• _EXERCISE AIM_
Pull out each line of the listing below that contains the word "white", and copy those lines in the order they appear.

• _DATA FOR THIS TASK_
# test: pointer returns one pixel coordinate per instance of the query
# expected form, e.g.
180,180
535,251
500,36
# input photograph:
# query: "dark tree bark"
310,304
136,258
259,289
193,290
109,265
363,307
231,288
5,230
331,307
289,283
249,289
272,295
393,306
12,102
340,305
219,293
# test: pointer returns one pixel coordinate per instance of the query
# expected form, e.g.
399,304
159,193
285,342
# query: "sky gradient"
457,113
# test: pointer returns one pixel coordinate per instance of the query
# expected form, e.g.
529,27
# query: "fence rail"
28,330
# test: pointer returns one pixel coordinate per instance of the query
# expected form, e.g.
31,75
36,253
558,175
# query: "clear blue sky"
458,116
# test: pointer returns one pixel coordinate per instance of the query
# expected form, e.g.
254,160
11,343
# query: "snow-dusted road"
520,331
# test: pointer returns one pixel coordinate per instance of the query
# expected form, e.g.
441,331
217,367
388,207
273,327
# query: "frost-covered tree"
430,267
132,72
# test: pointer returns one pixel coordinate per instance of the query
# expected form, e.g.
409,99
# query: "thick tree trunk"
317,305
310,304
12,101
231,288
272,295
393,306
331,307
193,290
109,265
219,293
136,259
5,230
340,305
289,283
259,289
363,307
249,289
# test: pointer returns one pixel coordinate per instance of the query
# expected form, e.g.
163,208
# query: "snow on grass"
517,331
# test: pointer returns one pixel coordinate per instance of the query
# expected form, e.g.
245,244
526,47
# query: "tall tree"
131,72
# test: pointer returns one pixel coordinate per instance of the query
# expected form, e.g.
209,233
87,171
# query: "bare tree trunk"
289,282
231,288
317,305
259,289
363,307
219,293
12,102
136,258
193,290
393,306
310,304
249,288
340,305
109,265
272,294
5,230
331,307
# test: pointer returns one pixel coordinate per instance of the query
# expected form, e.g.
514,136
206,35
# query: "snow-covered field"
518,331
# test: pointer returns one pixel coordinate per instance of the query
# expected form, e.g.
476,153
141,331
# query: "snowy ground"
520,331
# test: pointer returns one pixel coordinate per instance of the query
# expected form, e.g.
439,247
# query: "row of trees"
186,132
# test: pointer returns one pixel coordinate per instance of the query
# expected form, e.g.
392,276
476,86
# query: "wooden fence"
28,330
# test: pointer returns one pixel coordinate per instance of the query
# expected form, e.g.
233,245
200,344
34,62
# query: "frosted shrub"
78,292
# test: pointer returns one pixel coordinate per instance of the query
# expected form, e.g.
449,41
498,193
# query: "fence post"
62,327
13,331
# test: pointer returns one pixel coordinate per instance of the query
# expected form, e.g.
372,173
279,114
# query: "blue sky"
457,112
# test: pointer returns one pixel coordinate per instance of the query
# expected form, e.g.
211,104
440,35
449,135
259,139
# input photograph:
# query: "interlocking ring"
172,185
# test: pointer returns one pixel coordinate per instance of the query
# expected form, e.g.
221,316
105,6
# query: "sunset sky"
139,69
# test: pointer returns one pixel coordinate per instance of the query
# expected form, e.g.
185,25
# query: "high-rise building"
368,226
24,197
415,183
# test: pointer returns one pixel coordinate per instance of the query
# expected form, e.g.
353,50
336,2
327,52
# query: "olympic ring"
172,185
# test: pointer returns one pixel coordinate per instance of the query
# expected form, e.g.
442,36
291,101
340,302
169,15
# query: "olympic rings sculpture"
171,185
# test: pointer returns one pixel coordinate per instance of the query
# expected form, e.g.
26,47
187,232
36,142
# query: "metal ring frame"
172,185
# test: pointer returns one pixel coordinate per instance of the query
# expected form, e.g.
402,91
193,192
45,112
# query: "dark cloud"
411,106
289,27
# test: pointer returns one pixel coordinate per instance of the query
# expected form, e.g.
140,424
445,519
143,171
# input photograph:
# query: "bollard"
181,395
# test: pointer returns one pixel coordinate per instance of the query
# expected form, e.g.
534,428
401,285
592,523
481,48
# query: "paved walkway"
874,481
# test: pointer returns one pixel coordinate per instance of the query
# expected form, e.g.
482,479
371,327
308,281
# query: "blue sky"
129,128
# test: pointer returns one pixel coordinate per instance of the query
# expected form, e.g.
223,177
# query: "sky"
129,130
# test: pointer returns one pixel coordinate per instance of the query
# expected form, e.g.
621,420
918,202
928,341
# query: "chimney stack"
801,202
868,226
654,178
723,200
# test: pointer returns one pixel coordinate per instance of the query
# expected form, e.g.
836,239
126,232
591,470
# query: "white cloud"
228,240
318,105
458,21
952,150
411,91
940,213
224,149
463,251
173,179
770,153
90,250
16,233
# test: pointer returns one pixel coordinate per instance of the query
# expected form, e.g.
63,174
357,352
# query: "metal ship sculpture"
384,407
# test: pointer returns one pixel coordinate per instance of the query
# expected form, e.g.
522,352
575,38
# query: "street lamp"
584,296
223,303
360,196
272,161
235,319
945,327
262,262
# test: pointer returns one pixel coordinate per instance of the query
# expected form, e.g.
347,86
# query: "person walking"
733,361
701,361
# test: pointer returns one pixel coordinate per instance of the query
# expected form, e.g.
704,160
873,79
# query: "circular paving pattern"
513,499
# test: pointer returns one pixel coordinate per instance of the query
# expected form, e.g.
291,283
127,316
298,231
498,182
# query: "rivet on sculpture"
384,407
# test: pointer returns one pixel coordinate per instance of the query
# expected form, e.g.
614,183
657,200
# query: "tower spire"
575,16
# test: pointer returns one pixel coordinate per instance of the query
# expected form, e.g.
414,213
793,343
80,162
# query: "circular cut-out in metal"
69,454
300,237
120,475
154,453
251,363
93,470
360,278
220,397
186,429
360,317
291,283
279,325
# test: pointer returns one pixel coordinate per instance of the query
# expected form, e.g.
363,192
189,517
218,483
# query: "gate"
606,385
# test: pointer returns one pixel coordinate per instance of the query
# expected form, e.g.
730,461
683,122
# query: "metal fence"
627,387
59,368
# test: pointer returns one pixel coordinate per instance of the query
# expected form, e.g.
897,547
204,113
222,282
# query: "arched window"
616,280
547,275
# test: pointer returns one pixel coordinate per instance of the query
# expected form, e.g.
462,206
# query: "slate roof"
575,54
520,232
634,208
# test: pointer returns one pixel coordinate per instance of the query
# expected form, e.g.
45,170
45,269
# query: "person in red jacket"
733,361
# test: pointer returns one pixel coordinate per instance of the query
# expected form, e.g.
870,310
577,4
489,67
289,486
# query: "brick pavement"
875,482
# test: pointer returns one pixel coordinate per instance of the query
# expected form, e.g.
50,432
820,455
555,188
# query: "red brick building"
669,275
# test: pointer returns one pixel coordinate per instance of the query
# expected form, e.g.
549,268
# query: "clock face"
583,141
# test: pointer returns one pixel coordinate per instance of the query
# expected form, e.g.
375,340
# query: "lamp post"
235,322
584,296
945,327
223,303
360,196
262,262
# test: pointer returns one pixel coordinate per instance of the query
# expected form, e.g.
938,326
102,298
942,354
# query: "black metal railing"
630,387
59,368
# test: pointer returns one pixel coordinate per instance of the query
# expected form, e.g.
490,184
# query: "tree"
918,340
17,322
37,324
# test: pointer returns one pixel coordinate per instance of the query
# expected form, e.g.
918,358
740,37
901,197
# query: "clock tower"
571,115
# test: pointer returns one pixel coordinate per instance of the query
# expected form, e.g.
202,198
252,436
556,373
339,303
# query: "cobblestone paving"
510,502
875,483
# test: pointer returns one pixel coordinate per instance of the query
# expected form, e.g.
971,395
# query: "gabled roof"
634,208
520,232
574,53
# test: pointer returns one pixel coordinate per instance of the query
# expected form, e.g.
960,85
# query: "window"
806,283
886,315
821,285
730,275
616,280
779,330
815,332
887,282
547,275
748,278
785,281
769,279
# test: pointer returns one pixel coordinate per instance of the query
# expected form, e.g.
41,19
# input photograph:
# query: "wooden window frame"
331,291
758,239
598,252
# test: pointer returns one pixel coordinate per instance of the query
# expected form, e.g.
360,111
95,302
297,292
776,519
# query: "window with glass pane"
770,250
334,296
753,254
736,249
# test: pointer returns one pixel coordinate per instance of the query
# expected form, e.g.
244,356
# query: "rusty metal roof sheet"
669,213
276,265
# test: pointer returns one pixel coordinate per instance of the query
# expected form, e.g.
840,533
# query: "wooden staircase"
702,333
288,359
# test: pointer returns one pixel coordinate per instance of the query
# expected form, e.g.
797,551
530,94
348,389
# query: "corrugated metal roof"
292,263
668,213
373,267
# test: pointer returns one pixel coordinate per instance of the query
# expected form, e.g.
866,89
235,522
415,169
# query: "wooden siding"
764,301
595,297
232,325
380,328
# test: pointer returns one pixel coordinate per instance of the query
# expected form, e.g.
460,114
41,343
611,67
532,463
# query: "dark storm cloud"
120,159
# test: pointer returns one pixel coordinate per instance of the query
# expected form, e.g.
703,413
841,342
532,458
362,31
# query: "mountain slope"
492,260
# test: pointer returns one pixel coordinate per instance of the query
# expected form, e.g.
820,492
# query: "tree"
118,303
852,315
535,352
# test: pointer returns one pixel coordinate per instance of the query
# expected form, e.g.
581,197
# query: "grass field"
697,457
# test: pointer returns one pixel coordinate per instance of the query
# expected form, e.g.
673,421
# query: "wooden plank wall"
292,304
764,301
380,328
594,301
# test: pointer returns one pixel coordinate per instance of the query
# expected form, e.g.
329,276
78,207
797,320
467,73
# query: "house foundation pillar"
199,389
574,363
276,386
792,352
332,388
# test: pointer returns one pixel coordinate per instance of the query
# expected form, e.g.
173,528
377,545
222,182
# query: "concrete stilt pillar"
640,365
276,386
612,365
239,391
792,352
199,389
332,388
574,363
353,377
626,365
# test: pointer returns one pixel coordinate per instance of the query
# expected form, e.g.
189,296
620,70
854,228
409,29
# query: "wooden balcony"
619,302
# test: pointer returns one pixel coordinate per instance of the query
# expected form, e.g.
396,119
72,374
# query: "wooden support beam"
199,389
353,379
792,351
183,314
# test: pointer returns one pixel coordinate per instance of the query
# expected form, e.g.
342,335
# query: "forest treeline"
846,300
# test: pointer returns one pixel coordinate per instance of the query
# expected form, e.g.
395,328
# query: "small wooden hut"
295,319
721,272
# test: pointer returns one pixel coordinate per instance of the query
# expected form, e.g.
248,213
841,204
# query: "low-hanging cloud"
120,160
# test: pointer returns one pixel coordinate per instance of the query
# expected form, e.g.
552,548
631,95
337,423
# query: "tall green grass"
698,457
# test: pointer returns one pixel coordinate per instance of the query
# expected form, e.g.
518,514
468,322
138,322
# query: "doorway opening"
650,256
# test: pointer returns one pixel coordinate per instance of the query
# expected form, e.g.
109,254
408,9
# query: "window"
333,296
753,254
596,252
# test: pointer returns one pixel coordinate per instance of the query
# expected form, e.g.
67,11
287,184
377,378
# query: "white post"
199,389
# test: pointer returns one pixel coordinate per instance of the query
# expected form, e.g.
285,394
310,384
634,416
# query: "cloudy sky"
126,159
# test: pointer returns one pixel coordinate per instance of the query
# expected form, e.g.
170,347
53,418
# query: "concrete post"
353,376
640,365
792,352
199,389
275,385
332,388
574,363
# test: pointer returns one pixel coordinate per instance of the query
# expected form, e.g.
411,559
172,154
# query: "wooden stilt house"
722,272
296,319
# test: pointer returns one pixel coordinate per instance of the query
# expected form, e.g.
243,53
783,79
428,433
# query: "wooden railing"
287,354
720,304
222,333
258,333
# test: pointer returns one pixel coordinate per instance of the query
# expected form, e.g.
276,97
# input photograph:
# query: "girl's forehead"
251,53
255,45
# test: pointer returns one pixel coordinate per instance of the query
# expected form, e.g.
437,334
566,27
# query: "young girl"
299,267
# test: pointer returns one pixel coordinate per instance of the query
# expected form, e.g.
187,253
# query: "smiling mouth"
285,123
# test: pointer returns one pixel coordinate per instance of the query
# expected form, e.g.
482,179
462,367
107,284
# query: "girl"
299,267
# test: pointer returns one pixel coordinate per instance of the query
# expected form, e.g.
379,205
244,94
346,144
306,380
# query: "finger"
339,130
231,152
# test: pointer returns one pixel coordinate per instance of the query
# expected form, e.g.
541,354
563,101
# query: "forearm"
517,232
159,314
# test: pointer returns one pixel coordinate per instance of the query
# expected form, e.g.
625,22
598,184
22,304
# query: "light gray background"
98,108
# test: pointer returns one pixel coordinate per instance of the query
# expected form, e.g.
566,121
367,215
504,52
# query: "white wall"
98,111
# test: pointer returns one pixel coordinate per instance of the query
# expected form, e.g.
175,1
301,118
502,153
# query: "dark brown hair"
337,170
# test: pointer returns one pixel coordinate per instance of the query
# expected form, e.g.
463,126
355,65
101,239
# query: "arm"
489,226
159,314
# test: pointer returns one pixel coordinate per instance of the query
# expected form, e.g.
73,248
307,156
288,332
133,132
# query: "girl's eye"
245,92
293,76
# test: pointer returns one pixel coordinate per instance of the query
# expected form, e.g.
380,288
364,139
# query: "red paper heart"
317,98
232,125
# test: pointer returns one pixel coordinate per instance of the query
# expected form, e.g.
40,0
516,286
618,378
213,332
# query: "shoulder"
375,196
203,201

• _EXERCISE ANSWER_
# query: "white cloud"
# query: "white post"
# query: "white wall"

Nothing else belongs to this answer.